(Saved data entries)
______

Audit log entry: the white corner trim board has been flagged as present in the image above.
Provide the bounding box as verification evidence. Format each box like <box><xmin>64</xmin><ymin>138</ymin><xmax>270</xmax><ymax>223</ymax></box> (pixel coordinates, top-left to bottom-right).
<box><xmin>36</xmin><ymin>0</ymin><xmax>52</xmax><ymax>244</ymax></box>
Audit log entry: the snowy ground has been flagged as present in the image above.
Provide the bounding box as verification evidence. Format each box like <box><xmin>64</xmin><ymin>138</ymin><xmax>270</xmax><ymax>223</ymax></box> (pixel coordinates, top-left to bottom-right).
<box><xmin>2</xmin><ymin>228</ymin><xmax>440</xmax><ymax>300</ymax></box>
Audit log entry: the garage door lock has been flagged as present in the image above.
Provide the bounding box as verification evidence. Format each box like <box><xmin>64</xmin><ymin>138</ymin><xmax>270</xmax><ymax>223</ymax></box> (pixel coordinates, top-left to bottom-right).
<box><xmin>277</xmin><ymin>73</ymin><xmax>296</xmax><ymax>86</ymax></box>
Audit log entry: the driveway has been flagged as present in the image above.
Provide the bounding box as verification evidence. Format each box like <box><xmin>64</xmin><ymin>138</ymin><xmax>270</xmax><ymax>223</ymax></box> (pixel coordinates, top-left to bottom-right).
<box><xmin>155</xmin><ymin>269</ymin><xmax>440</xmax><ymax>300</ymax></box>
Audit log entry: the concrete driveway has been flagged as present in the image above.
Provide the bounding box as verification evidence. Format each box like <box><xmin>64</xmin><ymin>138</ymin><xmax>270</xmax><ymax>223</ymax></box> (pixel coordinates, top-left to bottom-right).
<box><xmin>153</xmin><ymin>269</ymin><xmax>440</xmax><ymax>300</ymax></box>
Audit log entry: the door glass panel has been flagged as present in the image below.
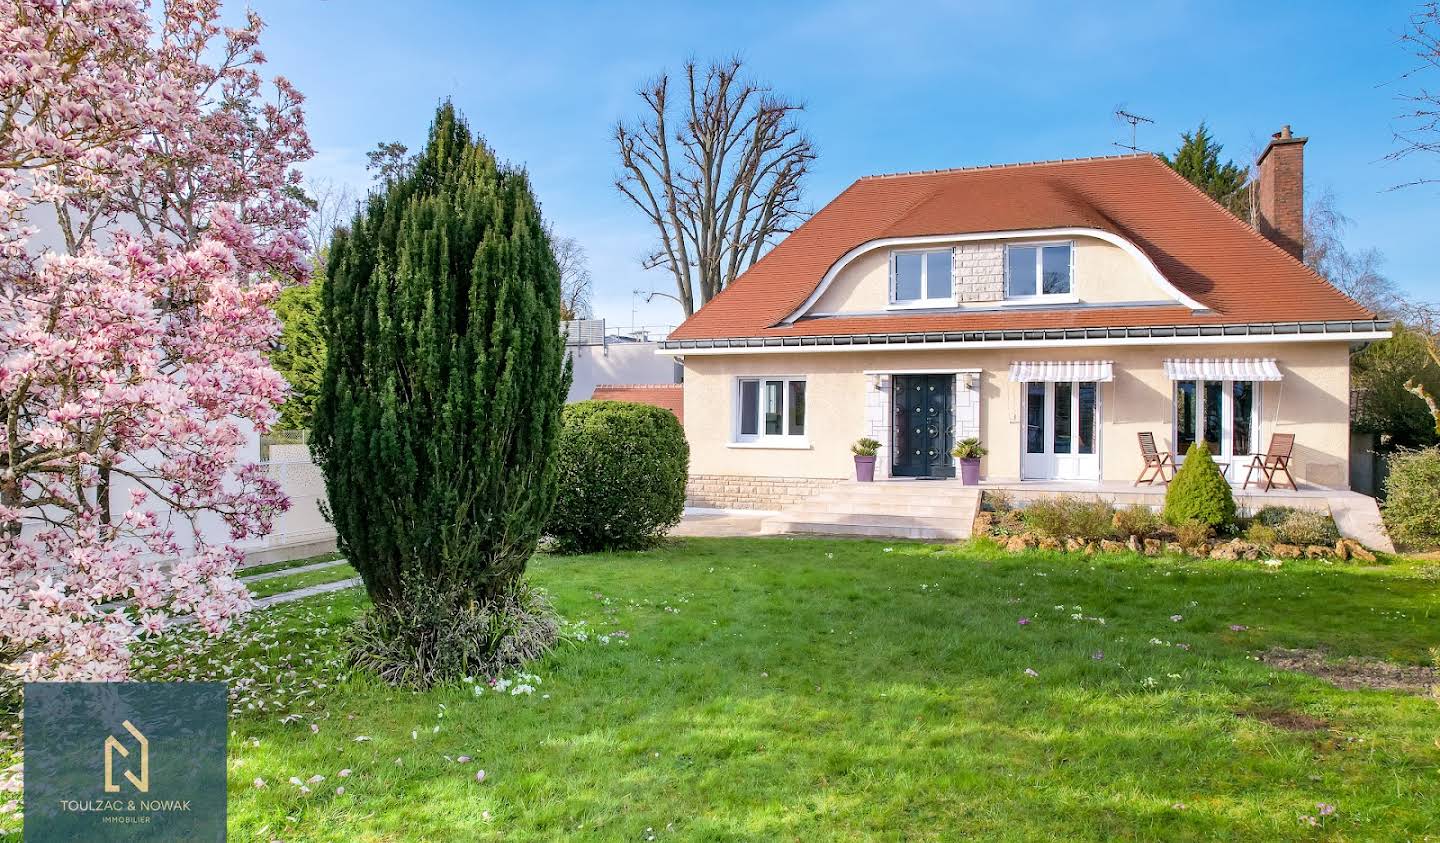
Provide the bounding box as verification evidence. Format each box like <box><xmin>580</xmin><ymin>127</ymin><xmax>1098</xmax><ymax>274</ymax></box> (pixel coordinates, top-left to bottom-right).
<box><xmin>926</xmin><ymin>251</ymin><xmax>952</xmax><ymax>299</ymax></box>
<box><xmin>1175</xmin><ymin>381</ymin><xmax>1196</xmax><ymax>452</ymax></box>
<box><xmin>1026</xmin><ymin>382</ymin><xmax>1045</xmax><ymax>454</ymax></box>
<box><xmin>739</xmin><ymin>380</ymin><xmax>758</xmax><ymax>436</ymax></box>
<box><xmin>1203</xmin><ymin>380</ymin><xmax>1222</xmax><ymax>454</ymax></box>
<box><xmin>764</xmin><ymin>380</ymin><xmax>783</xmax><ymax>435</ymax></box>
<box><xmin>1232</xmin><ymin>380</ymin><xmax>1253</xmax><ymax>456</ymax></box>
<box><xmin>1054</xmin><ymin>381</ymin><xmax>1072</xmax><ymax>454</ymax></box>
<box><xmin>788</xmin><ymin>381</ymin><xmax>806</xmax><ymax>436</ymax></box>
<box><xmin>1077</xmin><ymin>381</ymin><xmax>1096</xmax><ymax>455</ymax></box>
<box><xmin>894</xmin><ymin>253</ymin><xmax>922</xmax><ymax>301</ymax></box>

______

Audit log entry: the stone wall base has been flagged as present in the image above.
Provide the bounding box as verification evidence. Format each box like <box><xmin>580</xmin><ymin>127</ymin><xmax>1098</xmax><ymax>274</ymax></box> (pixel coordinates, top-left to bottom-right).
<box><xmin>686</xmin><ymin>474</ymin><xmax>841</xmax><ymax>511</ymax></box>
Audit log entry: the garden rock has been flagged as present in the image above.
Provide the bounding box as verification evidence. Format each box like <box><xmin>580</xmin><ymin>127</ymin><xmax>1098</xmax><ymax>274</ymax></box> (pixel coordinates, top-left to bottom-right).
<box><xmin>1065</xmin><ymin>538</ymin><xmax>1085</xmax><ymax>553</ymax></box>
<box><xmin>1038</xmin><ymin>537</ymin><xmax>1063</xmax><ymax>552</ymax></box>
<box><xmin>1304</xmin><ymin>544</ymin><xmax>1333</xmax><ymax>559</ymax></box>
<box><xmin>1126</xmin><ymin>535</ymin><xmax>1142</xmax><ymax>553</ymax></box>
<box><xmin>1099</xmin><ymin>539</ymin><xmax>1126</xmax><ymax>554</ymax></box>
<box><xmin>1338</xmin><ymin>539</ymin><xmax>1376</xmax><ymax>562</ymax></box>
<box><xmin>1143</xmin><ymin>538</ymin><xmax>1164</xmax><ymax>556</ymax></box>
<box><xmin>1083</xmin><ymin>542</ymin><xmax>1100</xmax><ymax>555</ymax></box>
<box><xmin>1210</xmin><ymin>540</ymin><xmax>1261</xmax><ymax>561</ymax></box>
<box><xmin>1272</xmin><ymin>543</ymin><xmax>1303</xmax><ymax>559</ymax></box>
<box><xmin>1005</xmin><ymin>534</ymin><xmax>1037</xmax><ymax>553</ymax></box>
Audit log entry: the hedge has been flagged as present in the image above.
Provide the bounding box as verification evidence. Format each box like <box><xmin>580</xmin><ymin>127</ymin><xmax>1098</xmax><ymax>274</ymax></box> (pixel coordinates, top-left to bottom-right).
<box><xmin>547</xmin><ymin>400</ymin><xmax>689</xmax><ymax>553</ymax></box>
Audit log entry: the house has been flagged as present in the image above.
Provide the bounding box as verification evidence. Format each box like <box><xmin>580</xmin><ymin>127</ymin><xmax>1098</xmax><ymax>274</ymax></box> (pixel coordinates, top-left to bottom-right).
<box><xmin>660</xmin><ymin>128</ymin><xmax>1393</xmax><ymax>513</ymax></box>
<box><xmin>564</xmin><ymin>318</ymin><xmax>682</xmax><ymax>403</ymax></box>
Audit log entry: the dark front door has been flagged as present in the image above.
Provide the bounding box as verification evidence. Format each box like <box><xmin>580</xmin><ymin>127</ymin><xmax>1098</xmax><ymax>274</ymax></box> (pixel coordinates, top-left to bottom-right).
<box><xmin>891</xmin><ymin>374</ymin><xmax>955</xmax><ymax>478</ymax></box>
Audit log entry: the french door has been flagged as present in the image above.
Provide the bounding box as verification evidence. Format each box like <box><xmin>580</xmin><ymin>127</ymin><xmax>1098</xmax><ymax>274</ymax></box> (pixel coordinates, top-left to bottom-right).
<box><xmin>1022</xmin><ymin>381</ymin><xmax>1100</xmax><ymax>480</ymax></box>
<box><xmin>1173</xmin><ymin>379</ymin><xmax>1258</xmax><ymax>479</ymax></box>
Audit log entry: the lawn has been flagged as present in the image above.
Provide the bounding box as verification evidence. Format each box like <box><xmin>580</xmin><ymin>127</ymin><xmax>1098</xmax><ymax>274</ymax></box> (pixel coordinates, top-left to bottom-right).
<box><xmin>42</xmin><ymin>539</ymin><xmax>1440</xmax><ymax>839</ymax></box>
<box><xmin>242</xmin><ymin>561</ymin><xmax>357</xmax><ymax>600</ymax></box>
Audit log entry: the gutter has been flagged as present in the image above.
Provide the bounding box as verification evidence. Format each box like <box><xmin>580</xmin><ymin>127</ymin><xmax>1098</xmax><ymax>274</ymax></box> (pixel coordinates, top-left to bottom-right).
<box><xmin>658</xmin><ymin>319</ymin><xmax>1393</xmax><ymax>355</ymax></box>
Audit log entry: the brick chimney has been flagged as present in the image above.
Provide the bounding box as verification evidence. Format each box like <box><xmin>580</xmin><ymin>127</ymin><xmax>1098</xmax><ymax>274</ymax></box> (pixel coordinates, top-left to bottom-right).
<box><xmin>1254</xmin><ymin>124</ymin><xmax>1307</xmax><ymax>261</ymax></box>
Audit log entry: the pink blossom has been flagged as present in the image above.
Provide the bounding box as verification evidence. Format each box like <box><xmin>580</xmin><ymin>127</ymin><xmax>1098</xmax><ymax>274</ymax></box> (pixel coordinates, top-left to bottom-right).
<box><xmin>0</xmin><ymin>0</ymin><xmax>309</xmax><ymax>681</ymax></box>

______

> **WHAT IS BEING ASKED**
Beginning with the line above that contains "Audit log entry: the white", copy each line exactly up to and including the line that contains "Audit log entry: the door", and go no further.

> **EXERCISE RESULT**
Audit log entry: the white corner trim board has been flagged as present in the image above.
Provide the bounding box as verification evidence. Format each box like <box><xmin>64</xmin><ymin>138</ymin><xmax>270</xmax><ymax>223</ymax></box> (pixel coordinates, top-left to bottom-right).
<box><xmin>36</xmin><ymin>0</ymin><xmax>52</xmax><ymax>244</ymax></box>
Audit log entry: the snowy ground has been flagged as present in the image above.
Provide the bounding box as verification evidence. Format each box like <box><xmin>64</xmin><ymin>138</ymin><xmax>270</xmax><ymax>223</ymax></box> (pixel coordinates, top-left to bottom-right).
<box><xmin>2</xmin><ymin>228</ymin><xmax>440</xmax><ymax>300</ymax></box>
Audit log entry: the garage door lock has been flagged as present in the image above.
Provide the bounding box as verification evidence. Format each box like <box><xmin>64</xmin><ymin>138</ymin><xmax>270</xmax><ymax>223</ymax></box> (pixel coordinates, top-left to bottom-right).
<box><xmin>277</xmin><ymin>73</ymin><xmax>296</xmax><ymax>86</ymax></box>
Audit log entry: the driveway has been flagged as present in the image above.
Provide the bounding box as verification evidence. Format each box like <box><xmin>64</xmin><ymin>138</ymin><xmax>270</xmax><ymax>223</ymax></box> (pixel coordinates, top-left to bottom-right).
<box><xmin>155</xmin><ymin>269</ymin><xmax>440</xmax><ymax>300</ymax></box>
Audit log entry: the concrete driveway has been flagged as present in the image above.
Provide the bounding box as verification evidence. Format each box like <box><xmin>64</xmin><ymin>138</ymin><xmax>270</xmax><ymax>223</ymax></box> (pixel coordinates, top-left to bottom-right).
<box><xmin>153</xmin><ymin>269</ymin><xmax>440</xmax><ymax>300</ymax></box>
Audit log entry: the door glass panel has been flagged as present in the image below.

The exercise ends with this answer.